* WHAT TO DO
a) Decide whether each statement agrees with the journal entry, answering yes or no and quoting the deciding words: (i) The two foreign teachers won money in the lottery. (ii) The writer stayed quiet during the loud talk. (iii) The temperature rose to about 38 degrees.
b) Reproduce the part of the journal entry starting at "The best things" and ending at "degrees or so.".

* PROVIDED TEXT
· · · · · · ·
I read these two quotes from different sources today, also reflecting on the ‘loud’ Thai people in my work environment and it was made more poignant as at this time they were congratulating two other foreign teachers for picking two correct numbers on the lottery. No one won anything that I could discern, as more correct numbers were needed but because they had two correct this seemed to indicate a mad belief in their fortune-telling skills.

This nonsense talk went on for a while and at a volume that chased any hiding cockroaches out of the room. I think for a lot of Thai people, it is all about the show and not about the reality. I’ve mentioned before my sense of this whilst living here. It still jars but rather than say anything this time, I tried to see things for what they were – and kept my mouth shut. (Until writing this, of course!)

Gratitude Journal

I am so happy and grateful for the foam rollers that help me to massage out any pain and tension in my back. Sometimes the relief is awesome – especially after sleeping awkwardly.


The best things today was that everyone was in a fairly happy mood as students were celebrating graduation. They all complained about having to wait, especially as the temperature rose up to 38 degrees or so.
· · · · · · ·
Point-per-instance localization data

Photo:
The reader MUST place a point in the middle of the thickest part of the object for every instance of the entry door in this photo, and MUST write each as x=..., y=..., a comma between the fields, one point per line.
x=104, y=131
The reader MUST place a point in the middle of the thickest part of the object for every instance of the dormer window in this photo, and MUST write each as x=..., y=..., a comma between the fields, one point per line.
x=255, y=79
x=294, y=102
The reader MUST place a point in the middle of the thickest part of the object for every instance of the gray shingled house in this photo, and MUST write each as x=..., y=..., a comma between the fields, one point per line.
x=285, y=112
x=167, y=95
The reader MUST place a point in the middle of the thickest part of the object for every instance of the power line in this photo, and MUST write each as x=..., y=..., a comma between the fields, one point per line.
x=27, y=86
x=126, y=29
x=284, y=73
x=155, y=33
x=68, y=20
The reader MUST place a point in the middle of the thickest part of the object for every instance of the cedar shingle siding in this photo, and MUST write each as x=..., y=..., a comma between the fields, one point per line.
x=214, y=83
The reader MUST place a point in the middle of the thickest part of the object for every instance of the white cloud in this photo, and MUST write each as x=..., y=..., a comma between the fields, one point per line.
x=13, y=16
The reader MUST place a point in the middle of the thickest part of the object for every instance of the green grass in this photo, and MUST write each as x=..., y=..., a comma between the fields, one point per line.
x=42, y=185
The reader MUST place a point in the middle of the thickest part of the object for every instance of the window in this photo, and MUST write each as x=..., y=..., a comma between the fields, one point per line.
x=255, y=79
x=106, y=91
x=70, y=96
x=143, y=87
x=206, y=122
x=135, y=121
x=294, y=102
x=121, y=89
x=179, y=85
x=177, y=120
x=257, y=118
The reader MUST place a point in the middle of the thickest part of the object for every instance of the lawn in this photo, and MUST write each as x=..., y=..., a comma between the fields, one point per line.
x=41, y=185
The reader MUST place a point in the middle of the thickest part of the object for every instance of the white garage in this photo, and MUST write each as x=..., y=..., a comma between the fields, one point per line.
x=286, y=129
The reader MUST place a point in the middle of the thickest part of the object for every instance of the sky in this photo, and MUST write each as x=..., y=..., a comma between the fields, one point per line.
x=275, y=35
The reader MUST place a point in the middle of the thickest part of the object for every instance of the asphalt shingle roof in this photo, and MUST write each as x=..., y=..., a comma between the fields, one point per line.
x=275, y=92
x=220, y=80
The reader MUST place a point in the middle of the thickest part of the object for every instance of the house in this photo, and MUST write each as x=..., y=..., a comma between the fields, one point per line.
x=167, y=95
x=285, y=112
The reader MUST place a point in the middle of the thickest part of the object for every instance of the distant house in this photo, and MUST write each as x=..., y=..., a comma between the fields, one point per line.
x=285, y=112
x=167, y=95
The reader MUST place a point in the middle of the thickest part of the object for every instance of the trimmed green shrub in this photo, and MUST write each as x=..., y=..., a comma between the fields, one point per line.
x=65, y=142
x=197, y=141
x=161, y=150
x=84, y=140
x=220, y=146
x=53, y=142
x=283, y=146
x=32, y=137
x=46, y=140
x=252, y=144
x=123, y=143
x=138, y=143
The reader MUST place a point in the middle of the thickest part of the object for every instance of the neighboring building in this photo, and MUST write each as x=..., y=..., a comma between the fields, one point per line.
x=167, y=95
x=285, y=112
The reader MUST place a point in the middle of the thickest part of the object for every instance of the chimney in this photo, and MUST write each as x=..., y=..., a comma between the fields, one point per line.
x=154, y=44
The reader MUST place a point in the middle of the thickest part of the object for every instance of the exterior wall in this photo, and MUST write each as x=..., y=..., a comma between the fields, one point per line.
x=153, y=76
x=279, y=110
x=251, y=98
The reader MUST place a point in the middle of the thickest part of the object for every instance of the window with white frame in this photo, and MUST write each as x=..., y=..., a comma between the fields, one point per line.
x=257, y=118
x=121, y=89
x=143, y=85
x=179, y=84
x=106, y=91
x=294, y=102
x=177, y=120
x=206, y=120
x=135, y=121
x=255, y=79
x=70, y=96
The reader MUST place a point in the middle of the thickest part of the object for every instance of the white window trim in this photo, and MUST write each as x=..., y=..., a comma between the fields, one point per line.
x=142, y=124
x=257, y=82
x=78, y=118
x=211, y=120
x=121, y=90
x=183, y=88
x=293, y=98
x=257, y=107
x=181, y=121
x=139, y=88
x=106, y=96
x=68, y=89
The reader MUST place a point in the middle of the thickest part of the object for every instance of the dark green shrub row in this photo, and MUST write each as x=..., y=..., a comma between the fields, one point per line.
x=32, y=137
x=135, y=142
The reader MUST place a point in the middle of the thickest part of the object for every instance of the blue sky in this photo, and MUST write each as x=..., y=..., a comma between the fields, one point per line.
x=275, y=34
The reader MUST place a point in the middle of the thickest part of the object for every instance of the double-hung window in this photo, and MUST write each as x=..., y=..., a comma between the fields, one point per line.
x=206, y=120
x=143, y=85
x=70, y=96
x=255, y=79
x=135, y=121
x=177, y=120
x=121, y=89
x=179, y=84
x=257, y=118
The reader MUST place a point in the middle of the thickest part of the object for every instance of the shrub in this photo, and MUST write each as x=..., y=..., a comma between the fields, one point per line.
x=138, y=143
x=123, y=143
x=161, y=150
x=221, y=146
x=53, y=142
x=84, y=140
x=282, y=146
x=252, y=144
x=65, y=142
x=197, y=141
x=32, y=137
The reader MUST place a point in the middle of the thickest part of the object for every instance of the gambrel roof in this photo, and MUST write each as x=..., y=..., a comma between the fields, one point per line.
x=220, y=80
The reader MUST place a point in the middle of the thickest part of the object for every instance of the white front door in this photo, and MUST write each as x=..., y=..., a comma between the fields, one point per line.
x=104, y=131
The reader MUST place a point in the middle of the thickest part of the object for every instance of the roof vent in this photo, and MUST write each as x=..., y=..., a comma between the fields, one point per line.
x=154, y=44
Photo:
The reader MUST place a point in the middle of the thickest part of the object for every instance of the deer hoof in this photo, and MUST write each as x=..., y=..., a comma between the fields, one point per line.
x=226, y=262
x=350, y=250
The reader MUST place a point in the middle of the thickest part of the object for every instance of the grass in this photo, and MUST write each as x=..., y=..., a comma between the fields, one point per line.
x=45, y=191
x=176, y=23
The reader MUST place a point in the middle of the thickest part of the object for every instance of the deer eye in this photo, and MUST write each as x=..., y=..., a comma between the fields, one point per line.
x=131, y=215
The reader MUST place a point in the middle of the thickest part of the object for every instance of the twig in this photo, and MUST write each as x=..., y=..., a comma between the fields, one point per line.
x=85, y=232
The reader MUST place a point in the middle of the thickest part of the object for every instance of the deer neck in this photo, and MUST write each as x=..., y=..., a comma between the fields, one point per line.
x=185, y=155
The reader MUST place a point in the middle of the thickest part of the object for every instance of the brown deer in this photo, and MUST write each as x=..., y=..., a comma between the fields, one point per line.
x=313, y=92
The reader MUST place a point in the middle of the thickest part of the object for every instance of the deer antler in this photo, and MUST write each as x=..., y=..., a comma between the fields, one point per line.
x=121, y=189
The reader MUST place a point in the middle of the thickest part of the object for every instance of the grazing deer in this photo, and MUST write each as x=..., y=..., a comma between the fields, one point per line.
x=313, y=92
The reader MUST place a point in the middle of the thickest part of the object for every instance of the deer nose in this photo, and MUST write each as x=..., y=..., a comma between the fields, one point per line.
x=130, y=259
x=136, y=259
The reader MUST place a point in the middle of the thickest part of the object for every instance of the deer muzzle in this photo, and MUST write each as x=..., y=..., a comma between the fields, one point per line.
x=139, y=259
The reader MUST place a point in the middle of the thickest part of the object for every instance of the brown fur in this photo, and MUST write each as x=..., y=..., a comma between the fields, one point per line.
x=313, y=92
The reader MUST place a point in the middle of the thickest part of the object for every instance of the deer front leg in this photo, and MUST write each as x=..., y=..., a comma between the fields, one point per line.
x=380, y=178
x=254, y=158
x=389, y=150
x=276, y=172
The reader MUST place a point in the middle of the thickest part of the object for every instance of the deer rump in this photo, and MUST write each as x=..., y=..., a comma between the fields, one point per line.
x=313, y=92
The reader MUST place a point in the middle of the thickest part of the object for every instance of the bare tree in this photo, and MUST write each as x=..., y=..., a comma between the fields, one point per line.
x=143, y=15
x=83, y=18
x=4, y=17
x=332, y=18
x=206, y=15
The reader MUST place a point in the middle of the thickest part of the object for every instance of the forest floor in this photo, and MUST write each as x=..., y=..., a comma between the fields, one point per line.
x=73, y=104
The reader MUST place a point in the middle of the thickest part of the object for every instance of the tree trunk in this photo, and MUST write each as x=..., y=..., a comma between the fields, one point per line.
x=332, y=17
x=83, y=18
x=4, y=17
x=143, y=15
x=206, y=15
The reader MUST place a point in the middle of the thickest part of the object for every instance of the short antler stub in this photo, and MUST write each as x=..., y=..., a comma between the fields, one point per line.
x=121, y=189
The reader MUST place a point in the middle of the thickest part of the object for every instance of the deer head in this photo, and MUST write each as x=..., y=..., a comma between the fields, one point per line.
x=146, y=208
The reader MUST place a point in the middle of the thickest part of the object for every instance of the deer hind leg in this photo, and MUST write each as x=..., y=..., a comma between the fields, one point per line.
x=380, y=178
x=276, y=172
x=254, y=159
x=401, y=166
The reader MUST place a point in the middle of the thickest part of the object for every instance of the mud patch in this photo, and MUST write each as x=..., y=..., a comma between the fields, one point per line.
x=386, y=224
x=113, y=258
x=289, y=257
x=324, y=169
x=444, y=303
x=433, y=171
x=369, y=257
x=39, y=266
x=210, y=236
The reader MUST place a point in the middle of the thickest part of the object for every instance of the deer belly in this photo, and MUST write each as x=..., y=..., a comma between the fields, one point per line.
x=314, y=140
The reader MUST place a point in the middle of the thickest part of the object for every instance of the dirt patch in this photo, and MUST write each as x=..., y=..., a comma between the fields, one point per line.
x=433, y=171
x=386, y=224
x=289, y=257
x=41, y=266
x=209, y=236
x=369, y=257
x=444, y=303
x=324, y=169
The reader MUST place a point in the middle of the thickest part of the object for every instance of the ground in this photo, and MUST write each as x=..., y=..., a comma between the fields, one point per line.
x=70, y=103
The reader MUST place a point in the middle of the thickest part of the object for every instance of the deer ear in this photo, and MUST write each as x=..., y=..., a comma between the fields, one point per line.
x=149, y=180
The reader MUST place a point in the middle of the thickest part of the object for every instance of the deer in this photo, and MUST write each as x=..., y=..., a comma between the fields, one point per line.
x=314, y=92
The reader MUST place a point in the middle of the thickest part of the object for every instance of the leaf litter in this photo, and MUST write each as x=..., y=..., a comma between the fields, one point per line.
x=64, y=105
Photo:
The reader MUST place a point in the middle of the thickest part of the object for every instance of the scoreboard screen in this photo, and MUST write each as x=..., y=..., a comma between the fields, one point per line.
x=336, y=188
· · · · · · ·
* COMPLETED EXERCISE
a)
(i) No: "No one won anything that I could discern"
(ii) Yes: "and kept my mouth shut"
(iii) Yes: "the temperature rose up to 38 degrees or so"

b)
The best things today was that everyone was in a fairly happy mood as students were celebrating graduation. They all complained about having to wait, especially as the temperature rose up to 38 degrees or so.